*To be done*: Pick out every line in the records below that contains the word "flower", and copy each one.

*Given information*:
(begin)

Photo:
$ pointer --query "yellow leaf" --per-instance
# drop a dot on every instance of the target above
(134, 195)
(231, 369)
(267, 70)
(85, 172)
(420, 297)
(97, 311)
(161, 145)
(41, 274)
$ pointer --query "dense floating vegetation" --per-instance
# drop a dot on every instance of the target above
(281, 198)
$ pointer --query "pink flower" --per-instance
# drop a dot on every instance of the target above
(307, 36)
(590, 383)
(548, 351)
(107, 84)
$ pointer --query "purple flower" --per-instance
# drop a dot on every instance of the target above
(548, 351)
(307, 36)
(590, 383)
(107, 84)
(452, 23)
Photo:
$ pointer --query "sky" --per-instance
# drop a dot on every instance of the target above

(end)
(begin)

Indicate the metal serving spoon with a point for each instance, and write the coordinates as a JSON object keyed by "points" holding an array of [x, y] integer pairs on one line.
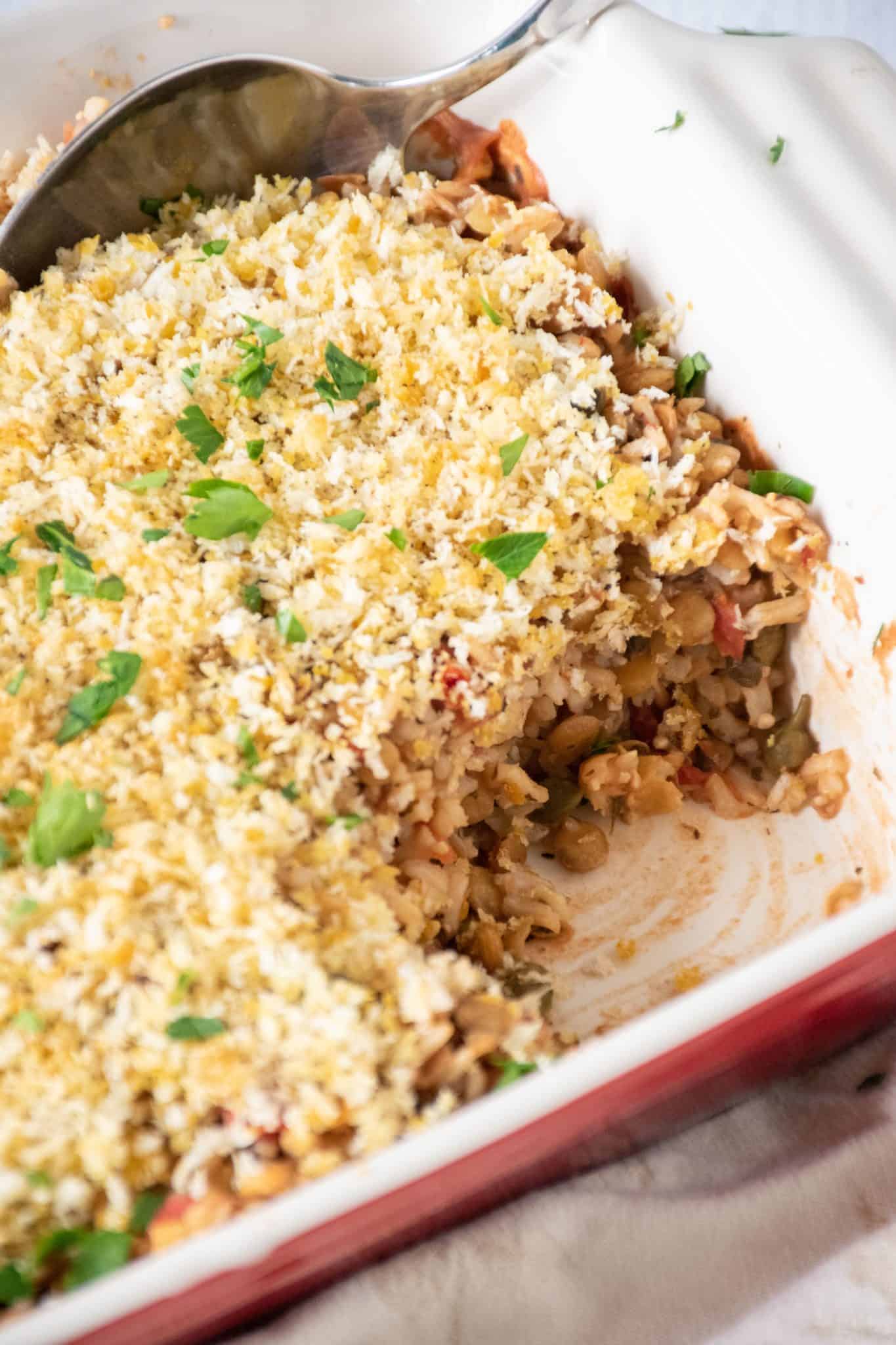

(end)

*Expected answer*:
$ pointer --query "pink flower" --per-instance
$ pointer --query "purple flower" --per-instance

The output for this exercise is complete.